▶ _Geselecteerd fragment_
>>>>

Kamerlid en Leuvens gemeenteraadslid Els Van Hoof heeft Georges Gilkinet, federaal Minister van Mobiliteit opnieuw bevraagt over een mogelijk treinstation in Haasrode. Van Hoof is hier al langer vragende partij voor. In antwoord op een vorige parlementaire vraag van Van Hoof (in oktober 2021) gaf de Minister aan dat er toch geen treinstation in Haasrode zou worden geopend. Nochtans had de minister in januari 2021 aangegeven dat hij hoopte op een opening in 2024. Reden om toch geen station te openen, was volgens de minister een nieuwe haalbaarheidsstudie die zou aantonen dat het potentieel aantal reizigers lager zou liggen dan verwacht. De minister gaf echter ook aan de details hiervan verder toe te zullen lichten aan de stad en andere betrokkenen.

Tijdens de Commissie Mobiliteit in de Kamer, bevroeg Van Hoof deze namiddag (07/02) dan ook de Minister over de verdere stappen die in dit dossier gezet zijn: “Al sinds 2014 volg ik het dossier op, en ik moet vaststellen dat er sindsdien door de verschillende ministers voortdurend geschermd wordt met verschillende studies. Ik wilde dan ook concreet van de Minister vernemen of hij ondertussen daadwerkelijk in overleg is getreden over de resultaten van de studie met de verschillende stakeholders in dit dossiers. Een station in Haasrode heeft immers daadwerkelijk een enorm potentieel. Niet alleen wordt zo het station van Leuven effectief ontlast, ook bieden we zo een oplossing aan mobiliteitsproblemen (bv. files) die ontstaan doordat zo’n 10.000 werknemers en 3500 studenten vandaag noodgedwongen met de wagen naar Haasrode moeten komen.”

<<<<

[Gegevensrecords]
>>>>

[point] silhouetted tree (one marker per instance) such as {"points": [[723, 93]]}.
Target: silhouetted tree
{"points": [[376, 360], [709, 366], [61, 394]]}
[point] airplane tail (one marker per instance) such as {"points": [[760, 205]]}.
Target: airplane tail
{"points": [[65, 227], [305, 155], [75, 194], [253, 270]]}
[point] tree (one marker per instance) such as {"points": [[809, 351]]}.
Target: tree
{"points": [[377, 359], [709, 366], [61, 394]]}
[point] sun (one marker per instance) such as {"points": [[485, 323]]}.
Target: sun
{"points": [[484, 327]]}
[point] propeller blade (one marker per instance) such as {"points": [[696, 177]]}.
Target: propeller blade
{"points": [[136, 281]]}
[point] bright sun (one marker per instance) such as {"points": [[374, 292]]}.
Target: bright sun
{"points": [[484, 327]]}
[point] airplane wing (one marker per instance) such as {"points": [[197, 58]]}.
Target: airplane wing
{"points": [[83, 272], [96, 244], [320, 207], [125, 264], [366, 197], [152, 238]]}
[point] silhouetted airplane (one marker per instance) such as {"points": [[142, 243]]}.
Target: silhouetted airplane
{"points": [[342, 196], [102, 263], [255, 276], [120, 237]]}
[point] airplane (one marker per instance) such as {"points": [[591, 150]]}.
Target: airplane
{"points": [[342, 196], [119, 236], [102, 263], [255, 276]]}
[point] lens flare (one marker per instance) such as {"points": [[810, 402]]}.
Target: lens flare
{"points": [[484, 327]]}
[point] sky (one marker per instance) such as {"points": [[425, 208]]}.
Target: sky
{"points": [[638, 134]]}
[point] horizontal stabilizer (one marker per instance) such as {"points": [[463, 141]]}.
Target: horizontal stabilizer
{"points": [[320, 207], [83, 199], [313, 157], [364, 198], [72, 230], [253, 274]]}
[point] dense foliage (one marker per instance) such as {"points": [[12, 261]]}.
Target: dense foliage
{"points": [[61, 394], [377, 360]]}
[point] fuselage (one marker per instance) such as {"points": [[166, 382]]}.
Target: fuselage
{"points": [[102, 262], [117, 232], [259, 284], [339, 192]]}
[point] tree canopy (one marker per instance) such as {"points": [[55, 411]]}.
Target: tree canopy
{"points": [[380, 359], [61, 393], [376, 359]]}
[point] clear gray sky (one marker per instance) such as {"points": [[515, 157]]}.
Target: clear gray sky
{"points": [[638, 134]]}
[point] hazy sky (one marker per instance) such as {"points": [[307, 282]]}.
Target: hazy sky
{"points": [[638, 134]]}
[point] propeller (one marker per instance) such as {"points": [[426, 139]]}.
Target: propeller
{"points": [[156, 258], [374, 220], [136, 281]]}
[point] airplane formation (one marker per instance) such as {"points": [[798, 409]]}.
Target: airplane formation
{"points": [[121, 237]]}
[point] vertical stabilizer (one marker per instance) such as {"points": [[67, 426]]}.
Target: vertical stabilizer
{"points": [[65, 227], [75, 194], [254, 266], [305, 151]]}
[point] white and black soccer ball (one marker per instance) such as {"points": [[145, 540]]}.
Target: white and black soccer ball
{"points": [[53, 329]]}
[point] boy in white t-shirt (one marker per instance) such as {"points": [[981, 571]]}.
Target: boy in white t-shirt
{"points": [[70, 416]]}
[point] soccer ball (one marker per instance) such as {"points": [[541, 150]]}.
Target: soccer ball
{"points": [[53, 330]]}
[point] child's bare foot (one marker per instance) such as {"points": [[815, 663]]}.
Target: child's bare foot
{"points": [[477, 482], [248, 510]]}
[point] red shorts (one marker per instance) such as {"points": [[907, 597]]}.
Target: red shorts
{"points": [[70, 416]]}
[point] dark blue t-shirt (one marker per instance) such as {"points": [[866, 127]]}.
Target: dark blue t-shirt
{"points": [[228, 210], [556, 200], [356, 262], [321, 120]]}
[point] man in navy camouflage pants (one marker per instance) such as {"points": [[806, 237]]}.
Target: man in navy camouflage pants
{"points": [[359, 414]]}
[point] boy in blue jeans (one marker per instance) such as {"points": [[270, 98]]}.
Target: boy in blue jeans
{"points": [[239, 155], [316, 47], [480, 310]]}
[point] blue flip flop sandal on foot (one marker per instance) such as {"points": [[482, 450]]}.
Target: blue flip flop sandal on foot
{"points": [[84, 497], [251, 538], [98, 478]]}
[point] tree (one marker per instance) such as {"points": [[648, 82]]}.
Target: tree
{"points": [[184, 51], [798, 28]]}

<<<<

▶ _Doel van oefening_
Vermeld alle tijdsaanduidingen met een jaartal uit het fragment over het station in Haasrode, in de volgorde waarin zij voorkomen. Gebruik uitsluitend het fragment als bron.

▶ _Antwoord op opdracht_
oktober 2021, januari 2021, 2024, 2014